## [Task objective]
Reproduce the entries so that every line matches the original exactly.

## [Listed entries]
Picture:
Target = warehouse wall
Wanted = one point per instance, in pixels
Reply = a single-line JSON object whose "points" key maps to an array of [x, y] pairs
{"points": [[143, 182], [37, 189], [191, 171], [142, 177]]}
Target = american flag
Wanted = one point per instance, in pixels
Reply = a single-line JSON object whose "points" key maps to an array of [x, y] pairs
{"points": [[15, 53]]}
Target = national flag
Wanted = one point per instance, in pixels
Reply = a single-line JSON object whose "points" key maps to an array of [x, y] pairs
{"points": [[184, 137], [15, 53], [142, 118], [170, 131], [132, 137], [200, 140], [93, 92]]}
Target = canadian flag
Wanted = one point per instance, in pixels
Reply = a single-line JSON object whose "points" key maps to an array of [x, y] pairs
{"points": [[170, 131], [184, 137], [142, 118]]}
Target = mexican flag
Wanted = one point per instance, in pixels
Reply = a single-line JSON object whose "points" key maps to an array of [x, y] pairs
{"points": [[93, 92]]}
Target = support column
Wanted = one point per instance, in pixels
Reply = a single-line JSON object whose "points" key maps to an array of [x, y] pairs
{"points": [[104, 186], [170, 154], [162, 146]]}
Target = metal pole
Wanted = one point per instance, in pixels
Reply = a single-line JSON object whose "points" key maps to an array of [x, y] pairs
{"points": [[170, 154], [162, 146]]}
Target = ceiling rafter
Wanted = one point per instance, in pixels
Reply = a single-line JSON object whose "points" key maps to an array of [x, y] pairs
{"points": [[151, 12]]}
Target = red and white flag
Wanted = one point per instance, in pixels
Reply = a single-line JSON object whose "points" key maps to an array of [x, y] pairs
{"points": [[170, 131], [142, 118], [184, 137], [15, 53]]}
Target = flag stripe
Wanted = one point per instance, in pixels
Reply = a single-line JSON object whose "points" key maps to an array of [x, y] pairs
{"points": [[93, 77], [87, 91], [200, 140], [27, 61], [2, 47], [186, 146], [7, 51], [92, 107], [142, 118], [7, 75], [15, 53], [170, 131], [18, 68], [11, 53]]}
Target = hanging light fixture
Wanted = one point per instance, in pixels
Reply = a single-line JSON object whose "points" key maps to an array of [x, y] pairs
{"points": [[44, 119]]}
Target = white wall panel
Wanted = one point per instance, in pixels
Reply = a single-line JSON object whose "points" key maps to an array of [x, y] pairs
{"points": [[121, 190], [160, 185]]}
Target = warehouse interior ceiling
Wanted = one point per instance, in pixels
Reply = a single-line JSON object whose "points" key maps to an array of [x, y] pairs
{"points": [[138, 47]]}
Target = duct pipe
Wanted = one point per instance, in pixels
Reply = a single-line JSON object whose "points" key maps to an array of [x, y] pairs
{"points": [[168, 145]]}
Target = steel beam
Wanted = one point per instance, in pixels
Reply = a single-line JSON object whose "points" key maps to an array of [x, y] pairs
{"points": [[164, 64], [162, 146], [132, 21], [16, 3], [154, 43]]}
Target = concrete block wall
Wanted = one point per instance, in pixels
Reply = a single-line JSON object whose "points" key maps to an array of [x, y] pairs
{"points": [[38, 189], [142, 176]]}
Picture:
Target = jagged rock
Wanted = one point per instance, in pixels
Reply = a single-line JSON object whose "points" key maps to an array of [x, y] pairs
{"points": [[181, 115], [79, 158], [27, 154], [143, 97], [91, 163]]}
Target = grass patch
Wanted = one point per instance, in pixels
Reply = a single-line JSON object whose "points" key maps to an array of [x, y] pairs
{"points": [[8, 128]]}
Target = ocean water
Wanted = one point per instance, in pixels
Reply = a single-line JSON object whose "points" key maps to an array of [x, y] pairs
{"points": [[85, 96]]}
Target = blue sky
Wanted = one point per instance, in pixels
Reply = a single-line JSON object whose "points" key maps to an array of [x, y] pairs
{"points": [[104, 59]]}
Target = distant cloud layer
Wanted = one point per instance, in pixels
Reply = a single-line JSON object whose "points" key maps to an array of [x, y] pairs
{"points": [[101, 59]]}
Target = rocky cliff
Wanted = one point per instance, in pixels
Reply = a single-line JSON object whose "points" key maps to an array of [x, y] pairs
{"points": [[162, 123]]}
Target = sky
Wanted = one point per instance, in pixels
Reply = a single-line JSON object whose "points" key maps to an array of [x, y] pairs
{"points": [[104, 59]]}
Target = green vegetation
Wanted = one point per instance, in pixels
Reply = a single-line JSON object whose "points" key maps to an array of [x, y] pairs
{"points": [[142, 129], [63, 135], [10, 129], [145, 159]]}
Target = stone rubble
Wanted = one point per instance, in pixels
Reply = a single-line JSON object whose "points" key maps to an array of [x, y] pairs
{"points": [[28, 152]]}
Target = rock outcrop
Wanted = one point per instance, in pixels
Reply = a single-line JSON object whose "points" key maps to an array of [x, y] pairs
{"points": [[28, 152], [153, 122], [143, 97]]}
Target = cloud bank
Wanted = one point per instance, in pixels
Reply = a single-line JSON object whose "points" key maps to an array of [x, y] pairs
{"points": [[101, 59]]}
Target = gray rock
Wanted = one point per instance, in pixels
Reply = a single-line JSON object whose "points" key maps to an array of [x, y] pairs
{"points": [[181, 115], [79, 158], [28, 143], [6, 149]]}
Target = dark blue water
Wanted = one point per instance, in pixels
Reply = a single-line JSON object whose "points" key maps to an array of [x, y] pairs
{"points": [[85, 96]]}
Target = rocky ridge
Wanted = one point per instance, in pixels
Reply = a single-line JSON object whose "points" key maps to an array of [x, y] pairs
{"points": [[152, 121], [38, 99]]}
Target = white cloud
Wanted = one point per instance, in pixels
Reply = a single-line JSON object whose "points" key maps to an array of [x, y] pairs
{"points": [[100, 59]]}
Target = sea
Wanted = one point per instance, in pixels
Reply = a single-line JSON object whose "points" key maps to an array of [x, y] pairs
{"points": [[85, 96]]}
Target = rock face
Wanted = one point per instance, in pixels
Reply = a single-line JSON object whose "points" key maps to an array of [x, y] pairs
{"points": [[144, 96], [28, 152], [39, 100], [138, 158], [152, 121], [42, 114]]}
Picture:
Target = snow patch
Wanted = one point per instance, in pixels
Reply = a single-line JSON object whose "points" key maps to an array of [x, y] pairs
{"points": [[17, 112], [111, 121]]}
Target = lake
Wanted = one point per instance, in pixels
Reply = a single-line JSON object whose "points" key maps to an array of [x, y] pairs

## [Result of this exercise]
Picture:
Target = warehouse wall
Wanted = one point per instance, in pixels
Reply = a single-line JSON object whose "points" key maps to an array of [x, y] pairs
{"points": [[143, 182], [37, 189], [191, 171], [142, 177]]}
Target = american flag
Wanted = one point per instance, in pixels
Reply = a single-line JSON object whose "points" key maps to an array of [x, y] pairs
{"points": [[15, 53]]}
Target = national flag
Wanted = one point per instance, in pixels
Reply = a single-line JSON object whose "points" key maps to an array of [x, y] pairs
{"points": [[184, 137], [15, 53], [142, 118], [170, 131], [132, 137], [200, 140], [93, 92]]}
Target = canadian flag
Wanted = one point per instance, in pixels
Reply = a single-line JSON object whose "points" key maps to an array of [x, y] pairs
{"points": [[170, 131], [184, 137], [142, 118]]}
Target = mexican flag
Wanted = one point per instance, in pixels
Reply = a single-line JSON object whose "points" key maps to an array of [x, y] pairs
{"points": [[93, 92]]}
Target = support column
Wanted = one point per instance, in pixels
Reply = a single-line JSON object whose "points" key maps to an array of [x, y] pairs
{"points": [[104, 186], [170, 154], [162, 146]]}
Target = metal pole
Wanted = one point per instance, in pixels
Reply = a single-line JSON object whose "points" key maps to an array of [x, y] pairs
{"points": [[170, 154], [162, 146]]}
Target = ceiling rafter
Wanted = one point per instance, in pixels
Reply = a single-line JSON object whose "points" key maps to an array of [x, y] pairs
{"points": [[151, 12]]}
Target = red and white flag
Wanted = one point per instance, in pixels
Reply = a single-line JSON object whose "points" key maps to an array of [x, y] pairs
{"points": [[170, 131], [142, 118], [184, 137], [15, 53]]}
Target = flag stripe
Wanted = one point per instance, in pixels
Reply = a single-line JSON object whose "points" key maps to an array of [x, y] pairs
{"points": [[93, 77], [87, 91], [200, 140], [27, 61], [2, 47], [186, 146], [7, 51], [92, 107], [142, 118], [7, 75], [15, 53], [170, 131], [18, 68], [11, 53]]}
Target = hanging light fixture
Wanted = one point per instance, in pixels
Reply = a single-line JSON object whose "points" key maps to an array of [x, y] pairs
{"points": [[44, 119]]}
Target = white wall panel
Wanted = one point per instance, in pixels
Reply = a single-line JSON object whose "points" key maps to an array of [x, y] pairs
{"points": [[121, 190], [160, 185]]}
Target = warehouse interior ceiling
Wanted = one point per instance, in pixels
Reply = a single-line JSON object whose "points" key maps to an array of [x, y] pairs
{"points": [[138, 47]]}
Target = duct pipe
Wanted = one point per instance, in pixels
Reply = a single-line JSON object whose "points" key maps to an array of [x, y] pairs
{"points": [[168, 145]]}
Target = steel beam
Wanted = one point per instance, in pixels
Reply = a single-line JSON object whose "points" key maps to an array of [x, y] pairs
{"points": [[164, 64], [162, 146], [132, 21], [16, 3], [154, 43]]}
Target = concrete block wall
Wanted = one point per instance, in pixels
Reply = a single-line JSON object whose "points" key maps to an array of [x, y] pairs
{"points": [[38, 189], [142, 176]]}
Picture:
Target = jagged rock
Wanted = one point per instance, in pixels
Reply = a single-line JSON object whose "points" key maps to an array of [x, y] pairs
{"points": [[181, 115], [79, 158], [27, 154], [143, 97], [91, 163]]}
Target = grass patch
Wanted = one point per instance, in pixels
Reply = a single-line JSON object whose "points" key maps to an array of [x, y] pairs
{"points": [[8, 128]]}
Target = ocean water
Wanted = one point per instance, in pixels
Reply = a single-line JSON object whose "points" key maps to an array of [x, y] pairs
{"points": [[85, 96]]}
Target = blue sky
Wanted = one point per instance, in pixels
Reply = a single-line JSON object whose "points" key maps to an array of [x, y] pairs
{"points": [[104, 59]]}
Target = distant cloud layer
Wanted = one point per instance, in pixels
Reply = a single-line JSON object whose "points" key maps to an array of [x, y] pairs
{"points": [[101, 59]]}
Target = rocky cliff
Wanted = one point per instance, in pixels
Reply = a single-line JSON object whose "points" key maps to an array of [x, y] pairs
{"points": [[162, 123]]}
Target = sky
Wanted = one point per instance, in pixels
Reply = a single-line JSON object whose "points" key maps to an array of [x, y] pairs
{"points": [[104, 59]]}
Target = green vegetation
Wanted = one point per instance, in pixels
Reply = a single-line JSON object whose "points" key maps to an array of [x, y] pairs
{"points": [[142, 129], [63, 135], [10, 129], [145, 159]]}
Target = stone rubble
Wanted = one point per instance, in pixels
Reply = a single-line JSON object whose "points" key maps to an array of [x, y] pairs
{"points": [[28, 152]]}
Target = rock outcrop
Wanted = one point per instance, in pixels
Reply = a single-line JSON object whose "points" key maps to an array of [x, y] pairs
{"points": [[28, 152], [153, 122], [143, 97]]}
Target = cloud bank
Wanted = one point per instance, in pixels
Reply = a single-line JSON object whose "points" key maps to an array of [x, y] pairs
{"points": [[101, 59]]}
Target = gray rock
Wanted = one point per instance, in pixels
Reply = a single-line JSON object whose "points" key maps to an array of [x, y] pairs
{"points": [[181, 115], [79, 158], [28, 143], [6, 149]]}
Target = dark blue water
Wanted = one point per instance, in pixels
Reply = a single-line JSON object whose "points" key maps to an array of [x, y] pairs
{"points": [[85, 96]]}
Target = rocky ridge
Wanted = one point per instance, in pixels
Reply = a single-line JSON object whose "points" key maps to an array of [x, y] pairs
{"points": [[152, 121], [38, 99]]}
Target = white cloud
Wanted = one point per instance, in pixels
Reply = a single-line JSON object whose "points" key maps to an array of [x, y] pairs
{"points": [[100, 59]]}
Target = sea
Wanted = one point per instance, in pixels
Reply = a single-line JSON object whose "points" key maps to an array of [x, y] pairs
{"points": [[85, 96]]}
Target = rock face
Wanted = one point per instance, in pixels
Reply = a single-line JSON object whose "points" key maps to an array of [x, y] pairs
{"points": [[144, 96], [28, 152], [39, 100], [138, 158], [152, 121], [42, 114]]}
Picture:
Target = snow patch
Wanted = one point per instance, in pixels
Reply = a single-line JSON object whose "points" key maps to an array of [x, y] pairs
{"points": [[17, 112], [111, 121]]}
Target = lake
Wanted = one point per instance, in pixels
Reply = a single-line JSON object whose "points" key maps to an array of [x, y] pairs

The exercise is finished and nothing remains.